(The problem) The result should be every line that contains the word "below", taken from the material.

(Material for this task)
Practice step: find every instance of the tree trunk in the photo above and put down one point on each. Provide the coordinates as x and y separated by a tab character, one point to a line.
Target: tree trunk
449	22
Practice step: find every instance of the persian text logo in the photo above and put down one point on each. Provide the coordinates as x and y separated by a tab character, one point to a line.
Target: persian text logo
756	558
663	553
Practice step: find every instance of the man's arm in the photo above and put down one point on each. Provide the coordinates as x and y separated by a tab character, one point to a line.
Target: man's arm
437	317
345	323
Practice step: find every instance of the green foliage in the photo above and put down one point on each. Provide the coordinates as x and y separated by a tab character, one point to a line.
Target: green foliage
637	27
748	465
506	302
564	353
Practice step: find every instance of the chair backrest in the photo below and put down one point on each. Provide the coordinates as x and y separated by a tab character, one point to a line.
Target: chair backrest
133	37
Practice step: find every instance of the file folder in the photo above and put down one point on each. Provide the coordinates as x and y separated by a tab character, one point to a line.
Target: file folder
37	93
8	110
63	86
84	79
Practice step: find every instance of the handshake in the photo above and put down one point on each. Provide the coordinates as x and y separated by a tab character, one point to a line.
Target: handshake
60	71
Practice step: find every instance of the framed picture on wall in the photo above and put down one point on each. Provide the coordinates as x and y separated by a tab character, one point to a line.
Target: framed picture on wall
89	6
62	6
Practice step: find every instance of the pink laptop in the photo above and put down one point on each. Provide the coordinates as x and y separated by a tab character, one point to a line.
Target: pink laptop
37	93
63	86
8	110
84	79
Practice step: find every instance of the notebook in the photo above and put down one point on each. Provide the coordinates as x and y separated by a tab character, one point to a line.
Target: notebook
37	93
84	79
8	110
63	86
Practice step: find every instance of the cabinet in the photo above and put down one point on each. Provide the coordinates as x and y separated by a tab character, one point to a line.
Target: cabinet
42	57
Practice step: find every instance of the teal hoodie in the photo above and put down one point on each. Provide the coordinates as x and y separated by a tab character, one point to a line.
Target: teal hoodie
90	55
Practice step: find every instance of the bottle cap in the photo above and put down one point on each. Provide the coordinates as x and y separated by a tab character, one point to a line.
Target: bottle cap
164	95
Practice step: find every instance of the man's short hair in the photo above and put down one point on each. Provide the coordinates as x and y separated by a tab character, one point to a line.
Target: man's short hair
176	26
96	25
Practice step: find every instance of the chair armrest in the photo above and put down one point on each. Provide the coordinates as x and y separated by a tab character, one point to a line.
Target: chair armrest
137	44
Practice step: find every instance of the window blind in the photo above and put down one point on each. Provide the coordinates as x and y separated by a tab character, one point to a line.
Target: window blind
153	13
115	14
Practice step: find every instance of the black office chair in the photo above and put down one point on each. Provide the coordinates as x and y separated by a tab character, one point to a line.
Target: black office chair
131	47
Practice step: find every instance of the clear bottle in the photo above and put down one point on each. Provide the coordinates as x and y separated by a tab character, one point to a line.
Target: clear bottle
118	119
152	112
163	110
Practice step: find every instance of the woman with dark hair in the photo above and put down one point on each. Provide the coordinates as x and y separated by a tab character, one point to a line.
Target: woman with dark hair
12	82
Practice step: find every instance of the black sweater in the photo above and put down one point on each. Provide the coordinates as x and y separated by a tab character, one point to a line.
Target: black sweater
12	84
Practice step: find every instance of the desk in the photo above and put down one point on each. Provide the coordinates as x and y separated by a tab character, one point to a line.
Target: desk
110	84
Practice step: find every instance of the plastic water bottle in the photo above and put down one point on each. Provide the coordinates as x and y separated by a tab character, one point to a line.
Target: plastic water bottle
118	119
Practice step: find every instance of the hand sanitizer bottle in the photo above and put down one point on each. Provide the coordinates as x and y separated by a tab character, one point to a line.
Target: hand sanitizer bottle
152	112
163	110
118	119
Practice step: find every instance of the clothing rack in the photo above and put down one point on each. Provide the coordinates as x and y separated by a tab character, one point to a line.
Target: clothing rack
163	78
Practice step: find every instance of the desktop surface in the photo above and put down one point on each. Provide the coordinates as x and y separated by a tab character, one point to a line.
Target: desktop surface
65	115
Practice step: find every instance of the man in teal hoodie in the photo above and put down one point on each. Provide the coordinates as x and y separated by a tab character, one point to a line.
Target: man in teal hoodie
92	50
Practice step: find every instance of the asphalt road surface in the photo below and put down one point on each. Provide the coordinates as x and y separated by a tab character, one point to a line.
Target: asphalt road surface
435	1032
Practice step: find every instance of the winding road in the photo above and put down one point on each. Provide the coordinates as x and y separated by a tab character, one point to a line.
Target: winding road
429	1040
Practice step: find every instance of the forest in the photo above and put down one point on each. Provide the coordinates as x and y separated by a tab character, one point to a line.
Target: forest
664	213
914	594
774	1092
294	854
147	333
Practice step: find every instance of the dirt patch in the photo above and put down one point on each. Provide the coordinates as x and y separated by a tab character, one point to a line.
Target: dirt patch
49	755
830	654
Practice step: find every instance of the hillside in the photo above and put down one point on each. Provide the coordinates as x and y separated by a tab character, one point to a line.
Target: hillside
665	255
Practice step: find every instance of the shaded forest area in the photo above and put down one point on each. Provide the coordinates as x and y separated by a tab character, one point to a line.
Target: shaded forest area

(Solution)
Practice step: find every instance of the chair backrest in the photo below and put down one point on each. Provide the coordinates as x and y separated by a tab character, one point to a line.
Practice step: find every instance of the asphalt road surface in the photo below and put down one point on each. Provide the coordinates as x and y separated by a tab character, one point to a line.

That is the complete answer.